Named object pointing entries
───
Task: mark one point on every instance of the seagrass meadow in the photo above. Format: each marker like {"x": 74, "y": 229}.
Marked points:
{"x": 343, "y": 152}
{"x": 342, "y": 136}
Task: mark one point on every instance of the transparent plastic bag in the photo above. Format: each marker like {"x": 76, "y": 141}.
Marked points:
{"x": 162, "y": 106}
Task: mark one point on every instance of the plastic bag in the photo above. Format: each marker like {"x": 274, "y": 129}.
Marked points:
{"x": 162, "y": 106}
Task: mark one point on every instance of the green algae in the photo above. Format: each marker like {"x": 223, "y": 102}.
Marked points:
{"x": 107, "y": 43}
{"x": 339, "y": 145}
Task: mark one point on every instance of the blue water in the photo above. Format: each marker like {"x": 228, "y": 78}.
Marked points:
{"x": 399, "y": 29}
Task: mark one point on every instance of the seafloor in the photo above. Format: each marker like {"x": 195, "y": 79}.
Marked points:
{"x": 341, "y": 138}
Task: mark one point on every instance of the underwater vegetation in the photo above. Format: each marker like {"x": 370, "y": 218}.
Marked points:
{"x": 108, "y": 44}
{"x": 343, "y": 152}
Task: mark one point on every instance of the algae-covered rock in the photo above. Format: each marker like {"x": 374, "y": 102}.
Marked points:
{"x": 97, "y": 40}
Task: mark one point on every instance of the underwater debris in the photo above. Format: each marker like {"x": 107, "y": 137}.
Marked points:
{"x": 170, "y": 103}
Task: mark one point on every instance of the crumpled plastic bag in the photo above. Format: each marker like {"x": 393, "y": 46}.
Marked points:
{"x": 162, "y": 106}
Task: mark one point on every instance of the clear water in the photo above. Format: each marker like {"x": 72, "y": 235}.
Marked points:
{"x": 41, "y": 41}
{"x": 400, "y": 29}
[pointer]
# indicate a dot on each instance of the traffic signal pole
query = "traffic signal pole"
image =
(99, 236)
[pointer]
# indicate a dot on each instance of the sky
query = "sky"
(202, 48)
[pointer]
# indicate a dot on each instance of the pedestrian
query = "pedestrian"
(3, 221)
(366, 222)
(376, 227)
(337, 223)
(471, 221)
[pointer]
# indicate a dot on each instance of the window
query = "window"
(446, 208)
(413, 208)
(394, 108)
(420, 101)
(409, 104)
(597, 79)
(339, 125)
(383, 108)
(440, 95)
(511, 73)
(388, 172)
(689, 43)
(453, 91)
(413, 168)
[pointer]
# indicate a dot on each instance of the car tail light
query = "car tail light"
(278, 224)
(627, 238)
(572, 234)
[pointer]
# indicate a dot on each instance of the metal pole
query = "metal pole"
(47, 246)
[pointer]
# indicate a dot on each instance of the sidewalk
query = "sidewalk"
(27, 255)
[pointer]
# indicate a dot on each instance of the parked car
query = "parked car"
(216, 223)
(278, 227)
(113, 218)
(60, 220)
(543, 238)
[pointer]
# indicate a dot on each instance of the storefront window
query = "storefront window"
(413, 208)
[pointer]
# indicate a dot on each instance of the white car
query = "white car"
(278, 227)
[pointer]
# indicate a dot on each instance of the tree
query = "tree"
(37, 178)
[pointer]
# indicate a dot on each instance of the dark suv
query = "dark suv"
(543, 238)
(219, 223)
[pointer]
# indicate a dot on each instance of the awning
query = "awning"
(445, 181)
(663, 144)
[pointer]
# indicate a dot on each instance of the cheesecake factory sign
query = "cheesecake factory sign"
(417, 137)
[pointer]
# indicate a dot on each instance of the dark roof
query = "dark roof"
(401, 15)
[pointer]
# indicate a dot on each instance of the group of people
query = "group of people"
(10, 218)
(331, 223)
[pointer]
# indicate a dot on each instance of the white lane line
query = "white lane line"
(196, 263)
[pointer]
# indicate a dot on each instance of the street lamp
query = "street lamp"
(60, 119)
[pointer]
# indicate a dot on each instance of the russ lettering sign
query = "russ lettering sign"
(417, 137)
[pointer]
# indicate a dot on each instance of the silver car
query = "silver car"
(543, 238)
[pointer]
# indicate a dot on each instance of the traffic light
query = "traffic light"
───
Every line of the data above should be copied exactly.

Task: mark one point on every instance of the seagrass meadow in the photo above. Format: each marker like {"x": 74, "y": 229}.
Marked points:
{"x": 343, "y": 152}
{"x": 342, "y": 136}
Task: mark one point on every instance of the transparent plastic bag in the photo above. Format: each marker like {"x": 76, "y": 141}.
Marked points:
{"x": 162, "y": 106}
Task: mark one point on every instance of the plastic bag in the photo above. Format: each marker like {"x": 274, "y": 129}.
Marked points:
{"x": 162, "y": 106}
Task: mark one point on every instance of the green algae in the photo above. Format: each marker like {"x": 223, "y": 102}.
Marked points:
{"x": 107, "y": 43}
{"x": 339, "y": 145}
Task: mark one point on every instance of the blue water in the photo above. Format: each marker like {"x": 228, "y": 78}.
Marked points:
{"x": 399, "y": 29}
Task: mark one point on every instance of the seafloor in the photo above. Format: each marker like {"x": 195, "y": 79}.
Marked points:
{"x": 341, "y": 138}
Task: mark one point on every instance of the underwater vegetation in the photo above. Format: each marker like {"x": 370, "y": 218}.
Marked points:
{"x": 108, "y": 44}
{"x": 343, "y": 152}
Task: mark one point on every instance of the algae-covered rock in the photo above. Format: each marker like {"x": 374, "y": 102}.
Marked points:
{"x": 97, "y": 40}
Task: mark one point on every instance of the underwater debris in the photo above. Format: each marker like {"x": 107, "y": 137}.
Marked points:
{"x": 170, "y": 103}
Task: mark one point on every instance of the crumpled plastic bag in the photo above. Format: each marker like {"x": 393, "y": 46}.
Marked points:
{"x": 162, "y": 106}
Task: mark one point on every instance of the clear water in the photo above. Format: each marker like {"x": 72, "y": 235}.
Marked points:
{"x": 41, "y": 41}
{"x": 400, "y": 29}
[pointer]
# indicate a dot on each instance of the traffic signal pole
query = "traffic signal pole"
image =
(99, 236)
[pointer]
# indicate a dot on each instance of the sky
query = "sky"
(202, 48)
[pointer]
# indicate a dot on each instance of the pedestrian
query = "pedestrian"
(3, 221)
(366, 222)
(376, 227)
(337, 223)
(471, 221)
[pointer]
# indicate a dot on each instance of the window
query = "window"
(446, 208)
(413, 208)
(394, 108)
(420, 101)
(409, 104)
(597, 79)
(339, 125)
(383, 108)
(440, 95)
(511, 73)
(388, 172)
(689, 43)
(453, 91)
(413, 168)
[pointer]
# indicate a dot on each instance of the car tail light
query = "car tail light"
(278, 224)
(627, 238)
(572, 234)
[pointer]
# indicate a dot on each instance of the metal pole
query = "metal pole"
(47, 246)
[pointer]
# indicate a dot on each instance of the sidewalk
query = "sidewalk"
(27, 255)
[pointer]
# indicate a dot on each instance of the parked car
query = "parked car"
(216, 223)
(278, 227)
(113, 218)
(60, 220)
(543, 238)
[pointer]
# indicate a dot on each instance of the storefront window
query = "storefront window"
(413, 208)
[pointer]
# indicate a dot on each instance of the white car
query = "white car"
(278, 227)
[pointer]
# indicate a dot on each instance of the tree
query = "tree"
(37, 178)
[pointer]
# indicate a dot on each instance of the dark suv
query = "dark suv"
(543, 238)
(219, 223)
[pointer]
# indicate a dot on each instance of the awning
query = "awning"
(445, 181)
(663, 144)
[pointer]
# indicate a dot on each instance of the cheesecake factory sign
query = "cheesecake factory sign"
(417, 137)
[pointer]
# indicate a dot on each instance of the dark roof
query = "dark roof"
(401, 15)
[pointer]
# indicate a dot on each instance of the group of people
query = "group of people"
(10, 218)
(331, 223)
[pointer]
# indicate a dot on each instance of the white lane line
query = "white lane line"
(196, 263)
[pointer]
# indicate a dot on each instance of the street lamp
query = "street lamp"
(60, 119)
[pointer]
# indicate a dot on each instance of the russ lettering sign
query = "russ lettering sign"
(417, 137)
[pointer]
# indicate a dot on each instance of the silver car
query = "silver car"
(543, 238)
[pointer]
# indicate a dot on each instance of the traffic light
query = "traffic light"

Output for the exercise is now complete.